### EXCERPTED TEXT

────────────────────────────────────────

400 Bad request

Hello,

I have an issue i can’t achieve to fix.

My proxy take request with a custom header to authenticate users. For reasons, some requests are rejected by the proxy with a 400 error. a show errors on the socket let me think that custom header is causing the error (i have replace sensitive data) :

 # echo "show errors" | socat /var/lib/haproxy/stats stdio
Total events captured on [02/Nov/2018:11:59:39.817] : 35
 
[02/Nov/2018:11:57:54.645] frontend http (#4): invalid request
  backend <NONE> (#-1), server <NONE> (#-1), event #34
  src xx.xx.xx.xx:xxxx, session #8587, session flags 0x00000080
  HTTP msg state MSG_RQMETH(2), msg flags 0x00000000, tx flags 0x84000000
  HTTP chunk len 0 bytes, HTTP body len 0 bytes
  buffer flags 0x00808002, out 0 bytes, total 25 bytes
  pending 25 bytes, wrapping at 16384, error at position 8:
 
  00000  MSP-CLID: xxxxxxxxxxxxxx\r\n
  00023  \r\n

One thing i can’t explain, custom header is X-MSP-CLID, but the error show MSP-CLID. Is there a good reason ?
A network capture show full header as intended.

Most of the requests are well forwarded, only some are rejected

If i set option accept-invalid-http-request the problem persists

Can someone help me to sort out this issue ?

What reaches haproxy here is not HTTP, so haproxy cannot do anything with it.

I assume your client is buggy and for a small percentage of requests emits bogus request data. If you take a look at the network capture, you need to find the exact request that haproxy rejected.

────────────────────────────────────────

### DATASET EXTRACT
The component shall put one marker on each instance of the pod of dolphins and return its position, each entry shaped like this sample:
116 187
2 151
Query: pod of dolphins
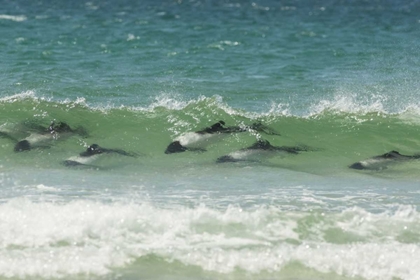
41 137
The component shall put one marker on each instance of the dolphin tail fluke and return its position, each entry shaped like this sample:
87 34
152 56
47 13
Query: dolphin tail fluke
22 146
121 152
82 131
258 126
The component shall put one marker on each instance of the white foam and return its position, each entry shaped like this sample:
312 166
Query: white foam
19 96
85 237
18 18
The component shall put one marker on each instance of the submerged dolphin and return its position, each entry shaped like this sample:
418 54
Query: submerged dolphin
92 153
259 150
198 140
41 137
382 161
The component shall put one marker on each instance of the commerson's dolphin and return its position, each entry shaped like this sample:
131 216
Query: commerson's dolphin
41 137
382 161
262 149
92 153
198 140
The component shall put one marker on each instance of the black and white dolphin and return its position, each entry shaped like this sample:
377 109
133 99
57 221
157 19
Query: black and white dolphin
92 153
382 161
199 140
41 137
262 149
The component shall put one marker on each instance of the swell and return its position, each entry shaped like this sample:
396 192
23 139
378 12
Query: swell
345 136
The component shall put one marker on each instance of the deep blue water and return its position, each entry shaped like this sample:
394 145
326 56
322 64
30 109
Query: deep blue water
339 77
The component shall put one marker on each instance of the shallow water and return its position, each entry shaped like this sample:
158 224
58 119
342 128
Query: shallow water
337 78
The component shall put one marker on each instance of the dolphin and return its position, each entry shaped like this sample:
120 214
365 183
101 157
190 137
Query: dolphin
91 154
198 140
260 149
41 137
382 161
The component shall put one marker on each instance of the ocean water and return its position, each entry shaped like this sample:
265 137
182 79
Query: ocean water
337 78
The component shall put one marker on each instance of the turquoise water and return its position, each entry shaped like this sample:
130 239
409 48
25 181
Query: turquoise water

────────────────────────────────────────

### TASKS FOR THIS EXERCISE
**1)** In the forum thread, which option did the poster set without the problem going away?
**2)** Transcribe the forum thread from "One thing i" to "header as intended.".
**3)** List every flags value that appears in the error output in the forum thread, each with its label.

### SOLUTIONS TO THE TASKS
**1)** option accept-invalid-http-request

**2)**
One thing i can’t explain, custom header is X-MSP-CLID, but the error show MSP-CLID. Is there a good reason ?
A network capture show full header as intended.

**3)**
session flags 0x00000080
msg flags 0x00000000
tx flags 0x84000000
buffer flags 0x00808002